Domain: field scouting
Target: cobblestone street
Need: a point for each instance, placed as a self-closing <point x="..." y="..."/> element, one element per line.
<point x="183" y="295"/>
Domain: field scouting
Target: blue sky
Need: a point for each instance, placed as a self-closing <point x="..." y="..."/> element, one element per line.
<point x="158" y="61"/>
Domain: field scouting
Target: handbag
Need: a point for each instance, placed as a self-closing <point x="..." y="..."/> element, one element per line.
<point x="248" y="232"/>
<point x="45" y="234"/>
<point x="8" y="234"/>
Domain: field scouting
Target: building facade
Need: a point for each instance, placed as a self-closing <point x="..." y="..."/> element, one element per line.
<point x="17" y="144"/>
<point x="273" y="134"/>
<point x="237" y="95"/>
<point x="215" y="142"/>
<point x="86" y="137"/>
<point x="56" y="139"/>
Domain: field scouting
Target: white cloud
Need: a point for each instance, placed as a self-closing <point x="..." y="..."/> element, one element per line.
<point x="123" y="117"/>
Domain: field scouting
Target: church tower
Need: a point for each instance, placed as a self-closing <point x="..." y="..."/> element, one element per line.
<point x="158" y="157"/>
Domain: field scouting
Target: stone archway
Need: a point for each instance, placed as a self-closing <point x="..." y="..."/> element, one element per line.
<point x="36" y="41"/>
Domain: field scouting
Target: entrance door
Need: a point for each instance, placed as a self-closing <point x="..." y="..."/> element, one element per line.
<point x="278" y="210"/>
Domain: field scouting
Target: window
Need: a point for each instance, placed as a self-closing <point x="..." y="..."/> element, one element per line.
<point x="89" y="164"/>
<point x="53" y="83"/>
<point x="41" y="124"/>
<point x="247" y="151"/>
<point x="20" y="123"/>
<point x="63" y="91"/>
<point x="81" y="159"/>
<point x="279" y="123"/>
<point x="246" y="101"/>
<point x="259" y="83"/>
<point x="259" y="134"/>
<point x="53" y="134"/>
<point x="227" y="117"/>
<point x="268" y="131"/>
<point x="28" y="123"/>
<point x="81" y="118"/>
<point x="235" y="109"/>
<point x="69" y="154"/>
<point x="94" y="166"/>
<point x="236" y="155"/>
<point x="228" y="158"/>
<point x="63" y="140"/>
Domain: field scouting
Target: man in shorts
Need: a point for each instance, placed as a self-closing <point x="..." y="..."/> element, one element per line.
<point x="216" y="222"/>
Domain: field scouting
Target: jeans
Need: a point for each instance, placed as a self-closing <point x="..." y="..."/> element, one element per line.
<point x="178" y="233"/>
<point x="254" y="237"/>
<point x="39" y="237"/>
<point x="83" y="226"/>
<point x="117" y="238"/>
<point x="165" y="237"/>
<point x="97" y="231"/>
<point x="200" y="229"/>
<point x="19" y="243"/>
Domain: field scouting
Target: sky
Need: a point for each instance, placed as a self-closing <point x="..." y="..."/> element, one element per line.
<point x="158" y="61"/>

◇ ◇ ◇

» What you need to do: Copy out the whole listing exactly.

» Final result:
Domain: field scouting
Target: cobblestone street
Need: a point for each instance, placed as a self-closing <point x="..." y="..."/> element, one element per line.
<point x="183" y="295"/>
Domain: field scouting
Target: blue sky
Need: a point for each instance, placed as a self-closing <point x="..." y="..."/> element, one element per line.
<point x="158" y="61"/>
Domain: field scouting
Target: handbag
Need: a point for each instance, placed as a self-closing <point x="..." y="..."/> element, one element per line.
<point x="248" y="232"/>
<point x="45" y="234"/>
<point x="8" y="234"/>
Domain: field scouting
Target: building facade
Need: a point for each instance, placed as a self-closing <point x="..." y="..."/> element, one element per line.
<point x="17" y="144"/>
<point x="273" y="134"/>
<point x="237" y="95"/>
<point x="215" y="142"/>
<point x="86" y="137"/>
<point x="56" y="139"/>
Domain: field scouting
Target: white cloud
Need: a point for each instance, placed as a self-closing <point x="..." y="..."/> element, one element per line.
<point x="123" y="117"/>
Domain: field scouting
Target: church tower
Need: a point for each instance, placed as a self-closing <point x="..." y="..."/> element, one element per line.
<point x="158" y="157"/>
Domain: field scouting
Target: stone archway
Need: a point for each instance, placed as a self-closing <point x="..." y="..."/> element, one element per line.
<point x="36" y="41"/>
Domain: field scouting
Target: entrance door
Need: a point for each instance, placed as a self-closing <point x="..." y="..."/> element, one element per line.
<point x="278" y="210"/>
Domain: field scouting
Target: window
Need: a point for each instance, placed as a self-closing <point x="..." y="..."/> element, one element per line.
<point x="89" y="164"/>
<point x="53" y="83"/>
<point x="41" y="124"/>
<point x="247" y="151"/>
<point x="20" y="123"/>
<point x="63" y="91"/>
<point x="81" y="159"/>
<point x="279" y="123"/>
<point x="246" y="101"/>
<point x="259" y="83"/>
<point x="259" y="134"/>
<point x="53" y="134"/>
<point x="227" y="117"/>
<point x="268" y="131"/>
<point x="28" y="123"/>
<point x="81" y="118"/>
<point x="235" y="109"/>
<point x="69" y="154"/>
<point x="94" y="166"/>
<point x="236" y="155"/>
<point x="228" y="158"/>
<point x="63" y="140"/>
Domain: field scouting
Target: man in shorts
Need: a point for each instance, placed as a self-closing <point x="..." y="..."/> element, one element per line.
<point x="216" y="222"/>
Domain: field scouting
Target: jeans
Need: a point for each instance, placed as a self-closing <point x="..." y="..."/> element, one element per line.
<point x="178" y="233"/>
<point x="254" y="237"/>
<point x="39" y="237"/>
<point x="83" y="226"/>
<point x="117" y="238"/>
<point x="165" y="237"/>
<point x="97" y="231"/>
<point x="200" y="229"/>
<point x="19" y="243"/>
Domain: field scouting
Target: sky
Need: a point for each instance, placed as a self-closing <point x="..." y="..."/> element, one element per line.
<point x="158" y="61"/>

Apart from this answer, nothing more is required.